Each record has to be repeated exactly as given.

The data:
^^^^^^^^
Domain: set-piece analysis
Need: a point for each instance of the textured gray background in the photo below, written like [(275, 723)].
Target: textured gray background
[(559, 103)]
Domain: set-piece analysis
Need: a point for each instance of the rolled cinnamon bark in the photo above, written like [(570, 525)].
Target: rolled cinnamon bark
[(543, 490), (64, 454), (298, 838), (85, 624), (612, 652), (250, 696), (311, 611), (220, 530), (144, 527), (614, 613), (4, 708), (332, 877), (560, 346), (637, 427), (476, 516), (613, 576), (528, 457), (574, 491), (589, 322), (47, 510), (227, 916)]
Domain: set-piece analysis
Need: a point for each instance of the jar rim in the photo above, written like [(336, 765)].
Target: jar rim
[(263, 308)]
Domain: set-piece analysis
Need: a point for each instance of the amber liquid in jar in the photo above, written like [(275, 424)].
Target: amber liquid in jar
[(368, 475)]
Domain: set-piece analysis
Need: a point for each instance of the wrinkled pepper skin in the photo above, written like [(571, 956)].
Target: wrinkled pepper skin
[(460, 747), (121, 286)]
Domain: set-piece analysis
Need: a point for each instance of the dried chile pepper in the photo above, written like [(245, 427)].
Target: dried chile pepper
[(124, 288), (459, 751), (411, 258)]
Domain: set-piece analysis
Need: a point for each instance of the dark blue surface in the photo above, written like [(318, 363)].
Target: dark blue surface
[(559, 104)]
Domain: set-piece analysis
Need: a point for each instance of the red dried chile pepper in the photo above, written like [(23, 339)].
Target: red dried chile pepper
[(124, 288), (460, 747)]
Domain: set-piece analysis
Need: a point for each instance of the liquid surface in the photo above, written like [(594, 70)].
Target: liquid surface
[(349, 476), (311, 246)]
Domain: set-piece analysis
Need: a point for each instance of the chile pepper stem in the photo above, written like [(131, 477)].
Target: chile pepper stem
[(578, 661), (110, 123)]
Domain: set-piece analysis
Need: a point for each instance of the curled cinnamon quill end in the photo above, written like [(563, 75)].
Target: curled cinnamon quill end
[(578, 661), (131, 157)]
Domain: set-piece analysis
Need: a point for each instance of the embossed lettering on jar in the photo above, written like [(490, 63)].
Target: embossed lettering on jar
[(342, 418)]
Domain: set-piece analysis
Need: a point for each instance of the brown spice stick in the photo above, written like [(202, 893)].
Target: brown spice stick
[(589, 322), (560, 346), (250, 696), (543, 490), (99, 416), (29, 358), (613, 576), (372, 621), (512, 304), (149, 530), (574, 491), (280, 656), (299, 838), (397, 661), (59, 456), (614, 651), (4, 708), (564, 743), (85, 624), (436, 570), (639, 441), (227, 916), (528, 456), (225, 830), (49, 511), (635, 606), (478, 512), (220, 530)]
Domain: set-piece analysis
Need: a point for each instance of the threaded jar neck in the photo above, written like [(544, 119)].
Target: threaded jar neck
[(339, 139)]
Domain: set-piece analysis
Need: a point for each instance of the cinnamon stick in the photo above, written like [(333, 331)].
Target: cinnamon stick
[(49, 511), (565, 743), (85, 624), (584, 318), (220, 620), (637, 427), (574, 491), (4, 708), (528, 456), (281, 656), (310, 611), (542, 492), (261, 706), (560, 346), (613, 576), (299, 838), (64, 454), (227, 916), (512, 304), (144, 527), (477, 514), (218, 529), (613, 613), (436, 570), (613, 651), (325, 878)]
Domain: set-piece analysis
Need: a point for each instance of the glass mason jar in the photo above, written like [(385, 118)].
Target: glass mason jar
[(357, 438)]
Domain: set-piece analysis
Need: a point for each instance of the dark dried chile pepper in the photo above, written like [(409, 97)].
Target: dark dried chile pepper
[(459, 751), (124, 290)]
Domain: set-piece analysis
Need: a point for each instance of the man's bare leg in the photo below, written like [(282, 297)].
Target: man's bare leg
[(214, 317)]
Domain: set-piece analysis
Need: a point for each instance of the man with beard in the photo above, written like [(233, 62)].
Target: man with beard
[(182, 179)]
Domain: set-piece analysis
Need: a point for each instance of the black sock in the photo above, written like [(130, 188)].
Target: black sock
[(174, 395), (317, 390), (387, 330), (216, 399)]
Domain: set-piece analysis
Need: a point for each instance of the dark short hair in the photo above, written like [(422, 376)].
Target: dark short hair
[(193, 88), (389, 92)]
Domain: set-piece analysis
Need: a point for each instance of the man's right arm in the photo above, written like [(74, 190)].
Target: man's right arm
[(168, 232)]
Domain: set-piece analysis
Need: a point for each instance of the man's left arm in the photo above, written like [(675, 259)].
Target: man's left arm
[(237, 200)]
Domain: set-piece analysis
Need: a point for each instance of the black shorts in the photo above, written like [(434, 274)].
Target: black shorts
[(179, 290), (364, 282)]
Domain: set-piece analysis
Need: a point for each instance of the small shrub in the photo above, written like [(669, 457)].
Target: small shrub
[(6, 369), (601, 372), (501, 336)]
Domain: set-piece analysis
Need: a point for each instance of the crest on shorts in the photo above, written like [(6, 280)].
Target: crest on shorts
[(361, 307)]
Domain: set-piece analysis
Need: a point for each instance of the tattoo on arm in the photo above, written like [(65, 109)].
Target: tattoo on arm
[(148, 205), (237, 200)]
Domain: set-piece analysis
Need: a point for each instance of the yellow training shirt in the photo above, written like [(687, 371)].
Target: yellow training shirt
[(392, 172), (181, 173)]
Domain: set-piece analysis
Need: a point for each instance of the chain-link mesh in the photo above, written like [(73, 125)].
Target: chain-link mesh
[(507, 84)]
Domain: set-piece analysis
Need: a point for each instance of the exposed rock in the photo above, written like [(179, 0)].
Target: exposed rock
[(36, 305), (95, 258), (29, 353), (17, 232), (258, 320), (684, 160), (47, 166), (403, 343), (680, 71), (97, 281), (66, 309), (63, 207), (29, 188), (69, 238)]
^^^^^^^^
Task output:
Domain: set-piece analysis
Need: a point for each instance of the textured gray background in the photo below, written like [(275, 723)].
Target: textured gray background
[(559, 103)]
Domain: set-piece analysis
Need: a point for each instance of the rolled cinnamon bark in the photo above, written like [(570, 525)].
Target: rolled cinnamon bark
[(543, 490), (64, 454), (298, 838), (85, 624), (612, 652), (250, 696), (311, 611), (220, 530), (144, 527), (614, 613), (4, 708), (332, 877), (560, 346), (637, 427), (476, 516), (613, 576), (528, 457), (574, 491), (589, 322), (47, 510), (227, 916)]
Domain: set-piece analysis
Need: a point for each instance of the jar rim in the photo above, written like [(336, 765)].
Target: jar rim
[(263, 308)]
Domain: set-piece analysis
Need: a point for each instance of the amber liquid in jar in the photo above, written like [(275, 424)].
Target: amber liquid in jar
[(368, 475)]
Domain: set-piece analysis
Need: a point for each instance of the wrinkled pepper skin in the photo above, written like [(571, 956)].
Target: wrinkled pepper skin
[(460, 747), (121, 286)]
Domain: set-piece analysis
Need: a point for each instance of the dried chile pepper in the photo above, written like [(245, 427)].
Target: dried chile pepper
[(124, 288), (459, 751), (411, 258)]
Domain: set-piece analysis
Need: a point for each instance of the dark blue surface in the photo above, written like [(318, 363)].
Target: dark blue surface
[(559, 104)]
Domain: set-piece analysis
Need: a point for each instance of the red dried chile pepper in the photo above, written like [(23, 339)].
Target: red dried chile pepper
[(124, 288), (460, 747)]
Domain: set-piece analysis
Need: a point for each instance of the liquid surface in the photo above, written like [(594, 70)].
Target: liquid surface
[(349, 476), (311, 246)]
Domain: set-piece analysis
Need: a point for each instance of the chile pepper stem in the photo above, written like [(131, 477)].
Target: chile pepper stem
[(578, 661), (110, 123)]
Domain: set-piece analysis
Need: a point for each instance of the curled cinnamon quill end in the photo above, written like [(563, 75)].
Target: curled cinnamon quill end
[(578, 661), (131, 157)]
Domain: set-piece analysis
Need: a point for each instance of the embossed lettering on jar in the photo above, written like [(490, 63)].
Target: embossed lettering on jar
[(342, 418)]
Domain: set-piece analysis
Need: a point for each instance of the brown spice stick in the photo above, written like [(202, 893)].
Target: brown spice stick
[(589, 322), (560, 346), (250, 696), (543, 490), (99, 416), (29, 358), (613, 576), (372, 621), (512, 304), (149, 530), (574, 491), (280, 656), (299, 838), (397, 661), (59, 456), (614, 651), (4, 708), (564, 743), (85, 624), (436, 570), (639, 441), (227, 916), (528, 456), (225, 830), (49, 511), (635, 606), (478, 512), (220, 530)]
Domain: set-piece analysis
Need: a point for each instance of the threaded jar neck in the photo above, written like [(544, 119)].
Target: threaded jar neck
[(339, 139)]
Domain: set-piece analysis
Need: a point for each instance of the cinnamon stick in the photo above, written like [(333, 331)].
Target: cinnamon stick
[(49, 511), (565, 743), (85, 624), (584, 318), (220, 620), (637, 427), (574, 491), (4, 708), (528, 456), (281, 656), (310, 611), (542, 492), (261, 706), (560, 346), (613, 576), (299, 838), (64, 454), (227, 916), (512, 304), (144, 527), (477, 514), (218, 529), (613, 613), (436, 570), (613, 651), (325, 878)]
Domain: set-piece analysis
Need: a point for each instance of the glass mason jar in the photo above, written like [(385, 118)].
Target: glass mason jar
[(357, 438)]
Domain: set-piece analysis
Need: a point for each instance of the dark dried chile pepper in the photo above, written like [(409, 97)].
Target: dark dried chile pepper
[(459, 751), (124, 290)]
Domain: set-piece analysis
Need: a point for each instance of the man's bare leg in the photo below, written like [(282, 297)].
Target: man's bare leg
[(214, 317)]
Domain: set-piece analysis
Need: a point for each instance of the man with beard in the photo above, written like [(233, 62)].
Target: man with beard
[(182, 179)]
Domain: set-piece analysis
Need: a point for each instance of the black sock in the photo above, written like [(130, 188)].
Target: black sock
[(174, 395), (317, 390), (387, 330), (216, 399)]
Domain: set-piece analysis
Need: a point for each instance of the dark short hair in the photo above, written like [(422, 376)].
Target: dark short hair
[(193, 88), (389, 92)]
Domain: set-piece analysis
Need: a point for each instance of the man's right arm in the photo above, written like [(74, 190)].
Target: man's right arm
[(168, 232)]
Domain: set-piece analysis
Need: a point for each instance of the man's left arm in the photo above, written like [(675, 259)].
Target: man's left arm
[(237, 200)]
Domain: set-piece analysis
Need: a point for each instance of the black shorts in the photo above, written like [(434, 274)].
Target: black shorts
[(179, 290), (364, 282)]
Domain: set-piece analysis
Need: a point for each instance of the small shrub in the photo above, written like [(669, 457)].
Target: small shrub
[(6, 369), (601, 372), (501, 336)]
Domain: set-piece analysis
Need: a point for each instance of the crest on shorts in the photo above, written like [(6, 280)].
Target: crest on shorts
[(361, 307)]
Domain: set-piece analysis
Need: a point for each instance of the tattoo on arm in the photo above, written like [(65, 109)].
Target: tattoo on arm
[(148, 205), (237, 200)]
Domain: set-piece analysis
Need: a point for each instance of the yellow training shirt in the photo above, written like [(687, 371)].
Target: yellow training shirt
[(392, 172), (181, 173)]
Domain: set-piece analysis
Need: a point for each instance of the chain-link mesh in the photo above, written like [(73, 125)].
Target: chain-link mesh
[(507, 84)]
Domain: set-piece analysis
Need: a point for each instance of the exposed rock in the photo above, written like [(179, 0)].
Target: exposed rock
[(36, 305), (95, 258), (29, 353), (17, 232), (258, 320), (684, 160), (47, 166), (403, 343), (680, 71), (97, 281), (66, 309), (63, 207), (29, 188), (69, 238)]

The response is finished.